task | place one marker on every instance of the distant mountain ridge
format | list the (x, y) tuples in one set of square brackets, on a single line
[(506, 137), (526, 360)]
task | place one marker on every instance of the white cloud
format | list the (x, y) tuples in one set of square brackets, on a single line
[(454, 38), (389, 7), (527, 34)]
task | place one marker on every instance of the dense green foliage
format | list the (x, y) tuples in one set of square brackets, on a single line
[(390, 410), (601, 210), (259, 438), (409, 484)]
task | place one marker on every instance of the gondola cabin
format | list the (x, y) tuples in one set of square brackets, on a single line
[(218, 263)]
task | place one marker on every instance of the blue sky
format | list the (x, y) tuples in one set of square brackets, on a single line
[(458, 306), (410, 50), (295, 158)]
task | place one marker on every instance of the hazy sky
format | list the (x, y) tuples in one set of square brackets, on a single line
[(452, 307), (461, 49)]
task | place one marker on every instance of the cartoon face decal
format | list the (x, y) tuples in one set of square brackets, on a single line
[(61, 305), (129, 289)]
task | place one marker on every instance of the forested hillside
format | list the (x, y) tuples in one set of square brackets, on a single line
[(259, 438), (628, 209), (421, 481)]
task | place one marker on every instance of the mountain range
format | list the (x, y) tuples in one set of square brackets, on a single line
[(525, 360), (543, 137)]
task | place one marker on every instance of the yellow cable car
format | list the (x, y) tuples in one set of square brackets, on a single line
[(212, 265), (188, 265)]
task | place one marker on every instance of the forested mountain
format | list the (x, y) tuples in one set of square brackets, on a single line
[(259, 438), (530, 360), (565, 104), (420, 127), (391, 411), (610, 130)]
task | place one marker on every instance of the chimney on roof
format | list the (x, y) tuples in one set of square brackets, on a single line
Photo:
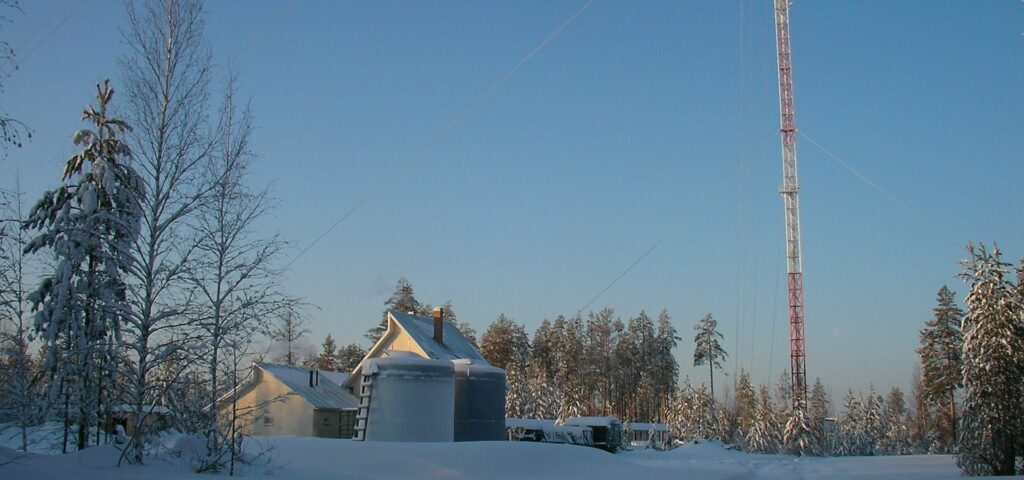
[(439, 324)]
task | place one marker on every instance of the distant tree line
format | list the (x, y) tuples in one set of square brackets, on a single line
[(141, 275)]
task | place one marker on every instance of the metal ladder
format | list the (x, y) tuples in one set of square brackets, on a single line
[(366, 391)]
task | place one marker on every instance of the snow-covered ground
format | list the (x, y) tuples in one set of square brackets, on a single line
[(311, 459)]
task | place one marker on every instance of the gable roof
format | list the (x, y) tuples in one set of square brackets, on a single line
[(421, 331), (327, 394)]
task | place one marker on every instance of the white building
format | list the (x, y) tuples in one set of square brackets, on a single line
[(295, 400)]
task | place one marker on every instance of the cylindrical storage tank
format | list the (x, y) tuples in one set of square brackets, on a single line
[(479, 401), (412, 399)]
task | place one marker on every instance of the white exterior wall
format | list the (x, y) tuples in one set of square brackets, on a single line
[(292, 415), (404, 343)]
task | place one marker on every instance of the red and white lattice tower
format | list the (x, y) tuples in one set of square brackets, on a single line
[(790, 190)]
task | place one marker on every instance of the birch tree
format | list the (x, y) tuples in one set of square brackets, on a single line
[(708, 350), (167, 75), (19, 400), (233, 268)]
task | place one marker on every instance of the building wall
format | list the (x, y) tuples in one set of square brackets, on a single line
[(404, 343), (286, 415)]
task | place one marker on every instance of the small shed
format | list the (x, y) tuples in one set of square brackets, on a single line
[(643, 434), (156, 418)]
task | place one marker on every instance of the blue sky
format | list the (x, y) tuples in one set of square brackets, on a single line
[(637, 121)]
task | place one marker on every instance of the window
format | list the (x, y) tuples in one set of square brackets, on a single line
[(347, 421)]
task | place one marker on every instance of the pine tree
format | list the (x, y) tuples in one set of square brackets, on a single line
[(464, 328), (941, 359), (921, 420), (349, 356), (289, 332), (764, 436), (708, 350), (600, 359), (665, 367), (402, 300), (896, 437), (328, 359), (89, 222), (817, 412), (873, 428), (799, 437), (505, 343), (992, 367)]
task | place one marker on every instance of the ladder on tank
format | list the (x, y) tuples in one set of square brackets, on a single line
[(366, 391)]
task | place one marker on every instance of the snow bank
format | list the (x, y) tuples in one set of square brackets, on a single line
[(314, 459)]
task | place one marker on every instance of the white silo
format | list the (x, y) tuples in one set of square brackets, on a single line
[(412, 399), (479, 401)]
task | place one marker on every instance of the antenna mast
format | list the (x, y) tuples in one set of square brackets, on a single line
[(791, 200)]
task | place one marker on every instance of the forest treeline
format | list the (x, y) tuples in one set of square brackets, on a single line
[(145, 277)]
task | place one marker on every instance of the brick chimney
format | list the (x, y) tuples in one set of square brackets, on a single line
[(439, 324)]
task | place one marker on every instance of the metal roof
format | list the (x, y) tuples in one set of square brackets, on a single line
[(455, 346), (326, 394)]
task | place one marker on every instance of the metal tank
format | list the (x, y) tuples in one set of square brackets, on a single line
[(412, 400), (479, 401)]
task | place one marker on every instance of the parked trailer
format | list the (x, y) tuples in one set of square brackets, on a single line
[(605, 434)]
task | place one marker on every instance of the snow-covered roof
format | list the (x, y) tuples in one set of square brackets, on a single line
[(645, 427), (421, 329), (591, 421), (126, 408), (528, 424), (327, 394)]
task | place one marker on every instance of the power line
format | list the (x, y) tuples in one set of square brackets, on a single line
[(40, 27), (859, 175), (906, 208), (439, 133), (654, 246), (45, 38), (258, 35), (739, 205)]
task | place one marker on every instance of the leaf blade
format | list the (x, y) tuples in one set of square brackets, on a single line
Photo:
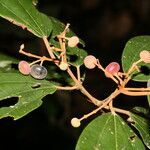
[(28, 90), (108, 132), (142, 125)]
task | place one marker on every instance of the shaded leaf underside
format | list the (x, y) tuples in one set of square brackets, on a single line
[(24, 14), (109, 132), (28, 91)]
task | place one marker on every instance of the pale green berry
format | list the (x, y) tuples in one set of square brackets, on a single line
[(24, 67), (38, 71), (90, 62), (73, 41), (145, 56)]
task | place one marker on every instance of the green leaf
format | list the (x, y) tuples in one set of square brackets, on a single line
[(140, 110), (59, 27), (131, 54), (28, 91), (148, 97), (108, 132), (24, 14), (75, 55), (143, 126)]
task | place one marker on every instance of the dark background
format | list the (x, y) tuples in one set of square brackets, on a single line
[(105, 26)]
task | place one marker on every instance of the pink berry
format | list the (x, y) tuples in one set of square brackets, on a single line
[(73, 41), (145, 56), (24, 67), (90, 62), (113, 68)]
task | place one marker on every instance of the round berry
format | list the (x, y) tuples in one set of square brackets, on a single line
[(24, 67), (145, 56), (38, 71), (75, 122), (63, 66), (73, 41), (90, 62), (113, 68), (148, 83)]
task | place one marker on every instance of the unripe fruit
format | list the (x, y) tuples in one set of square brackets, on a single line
[(73, 41), (63, 66), (113, 68), (148, 83), (24, 67), (75, 122), (145, 56), (90, 62), (38, 71)]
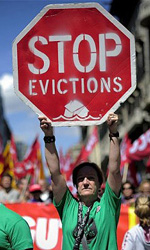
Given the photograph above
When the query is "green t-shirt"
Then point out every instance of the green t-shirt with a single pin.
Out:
(14, 231)
(103, 220)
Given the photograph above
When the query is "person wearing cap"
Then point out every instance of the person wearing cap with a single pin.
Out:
(87, 222)
(35, 193)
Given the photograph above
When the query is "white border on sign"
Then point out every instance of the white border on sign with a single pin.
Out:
(111, 19)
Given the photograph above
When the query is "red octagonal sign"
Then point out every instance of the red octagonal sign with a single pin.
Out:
(74, 63)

#### WRITTEN PROBLEM
Reproduce all of the lines above word for word, leaving the pictures out.

#### ANSWER FOR THIS EXERCISE
task | place one marker on every instance of the distant mountain ridge
format | list the (x, y) tuples in one set of square brackets, on a single line
[(506, 137), (526, 360)]
task | place one marker on every instance of the white cloud
format | list the (x, y) tuples in one set of square brackets, on a single line
[(454, 38), (389, 7), (527, 34)]
task | place one marker on every instance of the dense green foliage
format | list the (x, y) tuples in one set of square brackets, on a single line
[(390, 410), (601, 210), (259, 438), (409, 484)]
task | place one marker on every instance of the gondola cabin
format | list the (x, y) tuples in one set of square brackets, on a single line
[(218, 263)]
task | place one marker on every instance of the blue sky
format | list the (x, y) tuples in one set of square brackets, on a single line
[(458, 306), (410, 50), (295, 158)]
task | place one marker on every instance of the hazy sky
format | list the (x, y) tuples in one set of square brackets, on a single line
[(452, 307), (461, 49)]
task | place one marker on every instance of the cartoon face decal
format | list the (x, y) tuples in one set of square brackets, on a single line
[(61, 305), (129, 289)]
task | place one marker on every instance of the forested hillside
format | list the (x, y) tuples in one set of square brackets, on a single line
[(259, 438), (628, 209), (421, 481)]
task | place one marker on every instance of the mountain range
format | list the (x, y) tuples in one set of square brackets, on a single line
[(525, 360), (543, 137)]
task | place one marker on every instance of the yellow cable car
format | list the (x, y) tuples in one set of square brackets, on a single line
[(212, 265), (188, 265)]
task | place one marker on every instance of the forested mountain
format | list the (x, y) tuples in one set of square brackets, on a single line
[(259, 438), (530, 360), (565, 104), (420, 127), (391, 411), (610, 130)]
task | place one marker on every instance of the chimney on roof
format | list the (x, y) tuples in one set of square brackets, on a single line
Photo:
[(439, 324)]
task | place one marker on every instance of the distant tree line
format | list the (x, y) tuples in one set of square brackets, on a single line
[(141, 275)]
task | place one marker on every instance of the metal ladder
format | list the (x, y) tuples in one set of square brackets, on a single line
[(366, 391)]
task | place one marker on every instance of the snow-covered ground
format | list the (x, y) tuples in one set of square brackets, on a single line
[(311, 459)]
task | place one marker on every instance of the gable roof
format | list the (x, y) tuples in one set of square brackets, on a single line
[(421, 331), (327, 394)]
task | place one marker on every instance of the white building
format | list the (x, y) tuples in one set of square brackets, on a single line
[(295, 400)]
task | place one marker on every instance of the cylindrical storage tank
format | list the (x, y) tuples in one set of square brackets, on a single line
[(479, 401), (412, 399)]
task | place one marker on every instance of the white exterior wall
format | list the (x, y) tuples in one set of square brackets, on a single line
[(292, 415), (404, 343)]
task | place one marker on every instance of the red and white lattice tower
format | list the (x, y) tuples in one set of square brackets, on a single line
[(790, 190)]
task | place one marker on every instance of the birch tree
format | list the (x, y) tuples in one set of square brackets, on a single line
[(708, 350), (167, 75), (19, 400), (233, 268)]
task | place one marker on every instance of the building wall
format | list the (x, y) tuples in one set of square brackets, on a single line
[(404, 343), (286, 415)]
task | place one marker on every instance of the small shed
format | list the (x, y) tuples in one set of square brackets, on a single line
[(643, 434), (156, 418)]
task | place one marker on every instance of the blue sky
format | list the (x, y) tuples in one set of square brackets, on a single line
[(637, 121)]
task | place one marker on every instance of the window
format | list the (x, y) tuples in one set of square brackets, on a single line
[(347, 421)]
task | place one marker on every instance of the pine tree
format | list the (x, y) tuples in one set of square brackets, on a single line
[(464, 328), (941, 359), (921, 420), (349, 356), (289, 332), (764, 436), (708, 350), (600, 359), (665, 367), (402, 300), (896, 437), (328, 359), (89, 222), (817, 412), (873, 428), (799, 437), (505, 343), (992, 367)]
task | place one marker on every instance of the ladder on tank
format | list the (x, y) tuples in one set of square brackets, on a single line
[(366, 391)]
task | place one marker on every instance of the snow bank
format | list the (x, y) tuples in one set of square brackets, on a single line
[(314, 459)]
task | place one marker on every instance of the white silo
format | list the (x, y) tuples in one set of square brackets, on a single line
[(412, 399), (479, 401)]
task | place one marker on every instance of the antenna mast
format | list the (x, y) tuples in one set of square brackets, on a single line
[(791, 200)]
task | place one marker on every instance of the forest treeline
format | list the (x, y) tuples in one set of square brackets, on a single line
[(145, 277)]
task | place one marker on every instance of the brick chimney
format | list the (x, y) tuples in one set of square brackets, on a single line
[(439, 324)]
task | place one marker on every instance of the metal roof
format | list the (x, y) tuples in one set of square brackets, on a single line
[(455, 346), (326, 394)]
task | place one marker on every instance of the metal tank
format | list the (x, y) tuples in one set of square brackets, on a single line
[(412, 400), (479, 401)]
task | place one marker on every instance of the parked trailer
format | list the (x, y) tuples in one set of square brackets, on a single line
[(605, 434)]
task | place one marker on every instance of the snow-covered roof
format | list the (x, y) tuples in one set of square brackets, on a single line
[(645, 427), (421, 329), (591, 421), (126, 408), (528, 424), (327, 394)]
task | place one marker on every instance of the power line
format | list the (x, y) tuples in one set of square brackets, on a single line
[(40, 27), (859, 175), (906, 208), (439, 133), (654, 246), (45, 38), (258, 35), (739, 205)]
task | place one marker on every instance of the leaf blade
format | list the (x, y) tuples in one set of square brackets, on a single line
Photo:
[(28, 90), (108, 132), (142, 125)]
task | place one marker on every instance of the shaded leaf underside
format | list the (x, y) tuples in one set of square brackets, on a single line
[(24, 14), (109, 132), (28, 91)]
task | place one marker on every instance of the pale green berry
format | list the (x, y) tuples in one set of square brackets, on a single line
[(24, 67), (38, 71), (90, 62), (73, 41), (145, 56)]
task | place one marker on every instance of the green leaf
format | list the (x, y) tuples in one set of square brackets, on a single line
[(140, 110), (59, 27), (131, 54), (28, 91), (148, 97), (108, 132), (24, 14), (75, 55), (143, 126)]
task | place one marker on every instance of the dark background
format | list the (x, y) tuples in one set of square brackets, on a single line
[(105, 26)]
task | place one marker on every instance of the pink berry
format | list the (x, y) tuples in one set of square brackets, on a single line
[(73, 41), (145, 56), (24, 67), (90, 62), (113, 68)]
task | place one marker on every instance of the round berry
format | list the (x, y) tuples in one set of square brackets, on a single line
[(24, 67), (145, 56), (38, 71), (75, 122), (63, 66), (73, 41), (90, 62), (113, 68), (148, 83)]
task | place one marker on every instance of the unripe fruit
format | list the (x, y) tuples in one set of square brackets, on a single line
[(73, 41), (63, 66), (113, 68), (148, 83), (24, 67), (75, 122), (145, 56), (90, 62), (38, 71)]
Given the photograph above
When the query is "green t-shirt"
Then point out every instance of the green t-shirt with a single pin.
Out:
(14, 231)
(103, 220)
Given the photograph above
When the query is "person wearing cap"
Then point out every instance of the person wearing cap with a single pin.
Out:
(87, 222)
(35, 193)
Given the photograph above
When the query is "white border on sign"
Then point out every instance of the white border on sign with a single pin.
Out:
(111, 19)
Given the photograph above
When the query is "red octagonal sign"
Then point out every instance of the red octagonal sign with a single pin.
Out:
(74, 63)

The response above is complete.